### [EXERCISE TASK]
Write out the records word for word, with no pictures.

******

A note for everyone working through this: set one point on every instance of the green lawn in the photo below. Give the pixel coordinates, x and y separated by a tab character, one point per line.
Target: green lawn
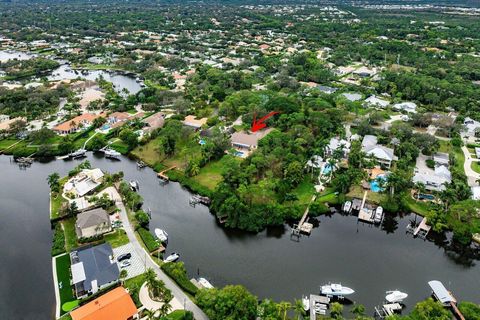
117	238
476	167
4	144
70	235
460	159
58	200
358	192
445	146
62	264
211	174
176	315
419	207
304	191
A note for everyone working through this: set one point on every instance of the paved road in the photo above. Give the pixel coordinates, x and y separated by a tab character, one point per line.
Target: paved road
472	176
145	257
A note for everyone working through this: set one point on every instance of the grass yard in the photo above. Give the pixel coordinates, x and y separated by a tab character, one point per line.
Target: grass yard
460	159
176	315
70	235
211	174
445	146
62	264
117	238
6	143
375	197
475	166
419	207
149	153
304	191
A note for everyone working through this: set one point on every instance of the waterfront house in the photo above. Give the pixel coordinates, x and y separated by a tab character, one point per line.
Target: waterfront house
337	144
374	101
192	122
409	107
436	178
93	269
113	305
326	89
84	182
383	155
153	122
73	125
92	223
245	142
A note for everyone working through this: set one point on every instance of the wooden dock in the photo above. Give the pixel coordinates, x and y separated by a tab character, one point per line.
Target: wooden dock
321	300
302	226
423	229
162	174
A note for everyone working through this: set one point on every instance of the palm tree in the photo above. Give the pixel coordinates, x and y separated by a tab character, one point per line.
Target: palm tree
52	181
299	309
283	308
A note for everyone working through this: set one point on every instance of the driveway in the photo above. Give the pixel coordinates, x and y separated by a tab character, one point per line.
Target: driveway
149	263
472	176
136	266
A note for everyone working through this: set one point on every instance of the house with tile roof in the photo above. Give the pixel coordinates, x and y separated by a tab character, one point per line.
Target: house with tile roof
113	305
93	269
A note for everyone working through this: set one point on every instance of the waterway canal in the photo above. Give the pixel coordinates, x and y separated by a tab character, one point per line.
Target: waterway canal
368	259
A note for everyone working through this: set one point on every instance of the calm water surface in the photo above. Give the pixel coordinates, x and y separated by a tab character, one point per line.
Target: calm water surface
370	260
119	81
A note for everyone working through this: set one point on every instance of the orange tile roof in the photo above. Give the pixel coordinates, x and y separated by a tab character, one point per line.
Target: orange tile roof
68	125
113	305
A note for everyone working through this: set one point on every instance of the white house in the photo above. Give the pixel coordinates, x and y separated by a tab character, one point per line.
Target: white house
383	155
410	107
374	101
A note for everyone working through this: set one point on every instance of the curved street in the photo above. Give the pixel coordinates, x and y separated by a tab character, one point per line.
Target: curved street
149	263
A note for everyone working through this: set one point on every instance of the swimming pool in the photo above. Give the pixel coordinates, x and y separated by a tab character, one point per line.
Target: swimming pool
376	184
327	169
423	196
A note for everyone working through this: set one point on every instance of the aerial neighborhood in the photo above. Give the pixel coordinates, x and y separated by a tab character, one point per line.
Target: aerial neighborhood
307	130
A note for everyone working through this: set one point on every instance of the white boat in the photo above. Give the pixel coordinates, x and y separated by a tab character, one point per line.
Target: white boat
335	290
110	153
162	235
395	296
378	215
306	303
205	283
134	185
172	258
78	154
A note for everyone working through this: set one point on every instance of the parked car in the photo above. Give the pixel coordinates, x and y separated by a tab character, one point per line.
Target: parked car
124	256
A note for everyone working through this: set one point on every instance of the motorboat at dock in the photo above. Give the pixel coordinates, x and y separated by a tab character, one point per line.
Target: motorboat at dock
378	215
162	235
335	290
172	258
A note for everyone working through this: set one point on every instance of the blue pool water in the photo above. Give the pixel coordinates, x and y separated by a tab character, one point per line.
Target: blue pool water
375	184
327	169
426	196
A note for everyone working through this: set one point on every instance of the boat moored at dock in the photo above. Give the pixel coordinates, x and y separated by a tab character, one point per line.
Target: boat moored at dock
162	235
335	290
395	296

******

### [ANSWER FOR THE TASK]
A note for everyone working through this: set one point on every instance of the green lawn in the photo below. Give the pixel coordinates, x and y separated by a tab character, one point per line.
Target: green lawn
117	238
476	167
4	144
70	235
460	159
58	200
358	192
445	146
62	264
211	174
176	315
419	207
304	191
A note for everyone working through this: set one point on every instance of the paved road in the photo above. Give the pixel coordinates, x and y separated by a tab character, one point per line.
Target: paved road
472	176
145	257
A note for everyone working through this: set one point on every instance of the grass yard in the photo above. Give the pixel coordinates, x and y separated by a tab character, one point per line.
Target: grass yard
460	159
176	315
70	235
211	174
445	146
62	264
117	238
6	143
375	197
475	166
419	207
149	153
304	191
A note for everyone working through this: set one point on every instance of the waterfront house in the photo above. Give the pixel coordinates, x and y separated by a tab character, one point per line.
Target: waterfront house
337	144
374	101
192	122
409	107
436	178
93	269
113	305
326	89
84	182
383	155
153	122
73	125
92	223
245	142
A note for everyone working through this: set one point on every instance of the wooden dock in the photo above. Give the pixel coordinates, x and y separated by a tab character, one point per line.
Target: wooden dock
321	300
302	226
423	229
162	174
A note for everyone working through this: set one point on every instance of the palm tree in the photo above. Give the pixel coordinates, x and y separated by a tab character, one point per line.
Target: palm tree
52	181
299	309
283	308
A note for everyone working through this: set one point on every instance of the driveway in the photo above. Give the pixel coordinates, x and y separated by a tab character, one point per line.
Target: driveway
149	263
472	176
136	266
A note for everyone working through this: set one point on every instance of the house with tile roof in the photo above. Give the pixel coordinates, x and y separated by a tab character, one point per line.
Target: house with tile roof
113	305
93	269
A note for everyone working through this: set one point on every instance of the waterway canal in the photo above. Give the pixel coordinates, x and y separated by a tab character, one point per line.
Target: waterway canal
368	259
A note for everyone working through this: set one point on every instance of the calm water surface in the photo above. Give the pixel coordinates, x and y separated by a tab character, one point per line.
Target: calm water surface
370	260
119	81
A note for everyone working through this: set one point on every instance of the orange tile roof in the photo above. Give the pixel coordinates, x and y separated by a tab character, one point per line.
Target: orange tile roof
68	125
113	305
A note for everyone working through this: set one point on every instance of the white house in the photo above. Give the pixel coordinates, x and y separated by a tab character, one point per line.
Target: white house
383	155
410	107
374	101
A note for everyone working through this: set one point on every instance of the curved street in the photo above. Give the pixel coordinates, x and y separated by a tab character, one point per line.
Target: curved street
149	263
A note for everyone working through this: set one point on every instance of the swimming pool in the photo above. Give the pixel coordinates, x and y separated by a tab character, one point per line.
Target: swimming pool
376	184
327	169
423	196
A note for everyone working through this: set one point on every instance of the aerial neighborhood in the photo above. Give the pixel coordinates, x and y separated by a tab character, one point per line.
Target: aerial neighborhood
307	130
A note for everyone working through this: set one point on every instance of the white boat in the photo above. Give the pixel coordinates, x and y separated by a tab character, one point per line.
Target: white boat
335	290
110	153
162	235
395	296
378	215
306	303
205	283
134	185
172	258
78	154
A note for everyone working through this: set one point on every instance of the parked car in the photo above. Give the pixel coordinates, x and y separated by a tab character, one point per line.
Target: parked car
124	256
A note for everyone working through this: set one point on every instance of the motorboat at dock in the photo above. Give the pixel coordinates, x and y separated by a tab character, one point per line.
Target: motorboat at dock
378	215
162	235
335	290
172	258
A note for everyone working through this: set one point on every instance of the blue pool water in the photo above. Give the pixel coordinates, x and y separated by a tab character, one point per line.
Target: blue pool water
375	184
327	169
426	196
A note for everyone working through this: set one point on every instance of the boat moored at dock in the photo above. Give the pixel coordinates, x and y separated by a tab character, one point per line.
Target: boat moored at dock
162	235
335	290
395	296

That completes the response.